(Data records)
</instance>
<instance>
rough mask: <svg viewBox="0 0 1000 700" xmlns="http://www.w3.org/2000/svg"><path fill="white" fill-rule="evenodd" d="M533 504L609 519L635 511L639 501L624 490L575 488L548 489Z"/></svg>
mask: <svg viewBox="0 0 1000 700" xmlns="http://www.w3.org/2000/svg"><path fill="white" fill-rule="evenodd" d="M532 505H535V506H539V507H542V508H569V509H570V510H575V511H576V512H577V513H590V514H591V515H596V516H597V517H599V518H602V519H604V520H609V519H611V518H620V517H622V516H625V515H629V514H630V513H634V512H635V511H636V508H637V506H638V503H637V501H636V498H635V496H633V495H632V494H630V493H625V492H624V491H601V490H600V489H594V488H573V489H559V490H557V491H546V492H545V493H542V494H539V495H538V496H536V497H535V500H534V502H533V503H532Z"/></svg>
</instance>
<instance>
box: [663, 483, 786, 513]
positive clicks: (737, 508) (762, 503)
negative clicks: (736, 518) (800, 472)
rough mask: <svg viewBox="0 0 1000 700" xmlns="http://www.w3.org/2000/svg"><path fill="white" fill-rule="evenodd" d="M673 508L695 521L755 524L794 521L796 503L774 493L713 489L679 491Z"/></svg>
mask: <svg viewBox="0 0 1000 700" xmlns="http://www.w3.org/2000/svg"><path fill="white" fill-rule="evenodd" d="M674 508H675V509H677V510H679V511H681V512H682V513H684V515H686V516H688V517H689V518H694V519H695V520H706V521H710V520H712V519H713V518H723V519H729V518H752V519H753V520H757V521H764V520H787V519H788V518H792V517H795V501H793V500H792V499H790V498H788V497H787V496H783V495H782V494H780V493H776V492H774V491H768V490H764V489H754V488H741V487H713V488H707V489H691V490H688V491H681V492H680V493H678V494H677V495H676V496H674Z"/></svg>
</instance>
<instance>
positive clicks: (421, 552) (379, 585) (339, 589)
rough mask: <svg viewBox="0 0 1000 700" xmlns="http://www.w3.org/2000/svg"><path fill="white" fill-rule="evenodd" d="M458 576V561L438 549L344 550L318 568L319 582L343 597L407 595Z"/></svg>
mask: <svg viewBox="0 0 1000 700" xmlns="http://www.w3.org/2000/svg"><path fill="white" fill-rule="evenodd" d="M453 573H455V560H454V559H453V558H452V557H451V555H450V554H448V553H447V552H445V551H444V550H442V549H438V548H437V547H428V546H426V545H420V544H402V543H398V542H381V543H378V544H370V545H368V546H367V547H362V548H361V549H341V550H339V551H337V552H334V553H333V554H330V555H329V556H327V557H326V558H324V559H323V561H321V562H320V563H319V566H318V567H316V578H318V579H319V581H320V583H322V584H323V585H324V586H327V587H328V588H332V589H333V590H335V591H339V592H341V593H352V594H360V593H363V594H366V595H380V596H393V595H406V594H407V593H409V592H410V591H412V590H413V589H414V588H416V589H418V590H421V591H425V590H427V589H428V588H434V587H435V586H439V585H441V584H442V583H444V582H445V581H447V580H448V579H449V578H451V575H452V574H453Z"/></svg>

■ **PROBLEM DESCRIPTION**: Your task is to repeat every entry exactly.

■ **RESPONSE**:
</instance>
<instance>
rough mask: <svg viewBox="0 0 1000 700" xmlns="http://www.w3.org/2000/svg"><path fill="white" fill-rule="evenodd" d="M533 504L609 519L635 511L639 501L624 490L575 488L548 489Z"/></svg>
mask: <svg viewBox="0 0 1000 700" xmlns="http://www.w3.org/2000/svg"><path fill="white" fill-rule="evenodd" d="M532 505H535V506H539V507H542V508H569V509H570V510H575V511H576V512H577V513H590V514H591V515H596V516H597V517H599V518H602V519H604V520H609V519H611V518H620V517H622V516H625V515H629V514H630V513H634V512H635V511H636V508H637V506H638V503H637V501H636V498H635V496H633V495H632V494H630V493H625V492H624V491H601V490H600V489H594V488H573V489H559V490H557V491H546V492H545V493H542V494H539V495H538V496H536V497H535V500H534V502H533V503H532Z"/></svg>
</instance>
<instance>
box: [663, 483, 786, 513]
positive clicks: (737, 508) (762, 503)
negative clicks: (736, 518) (800, 472)
rough mask: <svg viewBox="0 0 1000 700" xmlns="http://www.w3.org/2000/svg"><path fill="white" fill-rule="evenodd" d="M673 508L695 521L755 524L794 521L796 503L774 493L713 489L679 491Z"/></svg>
mask: <svg viewBox="0 0 1000 700" xmlns="http://www.w3.org/2000/svg"><path fill="white" fill-rule="evenodd" d="M674 508H675V509H677V510H679V511H681V512H682V513H684V515H686V516H688V517H689V518H694V519H695V520H706V521H710V520H712V519H713V518H723V519H729V518H752V519H753V520H757V521H764V520H787V519H788V518H792V517H795V501H793V500H792V499H790V498H788V497H787V496H783V495H782V494H780V493H776V492H774V491H768V490H764V489H754V488H741V487H713V488H707V489H691V490H688V491H681V492H680V493H678V494H677V495H676V496H674Z"/></svg>
</instance>
<instance>
positive clicks: (421, 552) (379, 585) (339, 589)
rough mask: <svg viewBox="0 0 1000 700" xmlns="http://www.w3.org/2000/svg"><path fill="white" fill-rule="evenodd" d="M458 576V561L438 549L344 550L318 568L319 582L343 597L407 595Z"/></svg>
mask: <svg viewBox="0 0 1000 700" xmlns="http://www.w3.org/2000/svg"><path fill="white" fill-rule="evenodd" d="M453 573H455V560H454V559H453V558H452V557H451V555H450V554H448V553H447V552H445V551H444V550H442V549H438V548H437V547H428V546H426V545H420V544H402V543H398V542H381V543H378V544H370V545H368V546H367V547H362V548H361V549H341V550H339V551H337V552H334V553H333V554H330V555H329V556H327V557H326V558H324V559H323V561H321V562H320V563H319V566H318V567H316V578H318V579H319V581H320V583H322V584H323V585H324V586H327V587H328V588H332V589H333V590H335V591H339V592H341V593H352V594H360V593H363V594H366V595H380V596H393V595H406V594H407V593H409V592H410V591H412V590H413V589H414V588H416V589H418V590H421V591H425V590H427V589H428V588H434V587H435V586H439V585H441V584H442V583H444V582H445V581H447V580H448V579H449V578H451V575H452V574H453Z"/></svg>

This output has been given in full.